◆ Trecho da página

———

O Ministério Público Federal deu parecer pela condenação do ex-presidente do Tribunal de Justiça de Mato Grosso do Sul, desembargador Divoncir Schreiner Maran, pela concessão de habeas corpus ao narcotraficante Gerson Palermo, condenado a 126 anos de prisão no regime fechado. A aposentadoria compulsória por ter completado 75 anos no dia 6 de abril deste ano não interrompe o procedimento no Conselho Nacional de Justiça.
O parecer é do subprocurador-geral da República, José Adonis Callou de Araújo Sá. O CNJ poderá mudar a aposentadoria do magistrado de compulsória para aposentadoria-sanção e deixar registrada na ficha do magistrado a condenação por ter soltado um bandido de alta periculosidade.

———

◆ Enunciado
No trecho sobre o caso do desembargador Divoncir Schreiner Maran, quem assina o parecer do Ministério Público Federal? As linhas abaixo vêm de outra fonte.

◆ Material
———

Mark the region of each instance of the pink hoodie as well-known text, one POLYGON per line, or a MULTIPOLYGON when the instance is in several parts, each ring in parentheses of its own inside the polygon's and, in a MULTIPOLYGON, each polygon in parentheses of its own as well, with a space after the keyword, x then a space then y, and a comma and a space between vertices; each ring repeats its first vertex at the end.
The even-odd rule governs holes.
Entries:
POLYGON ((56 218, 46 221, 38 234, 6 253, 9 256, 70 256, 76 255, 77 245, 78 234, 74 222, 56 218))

———

◆ Resolução
O subprocurador-geral da República José Adonis Callou de Araújo Sá.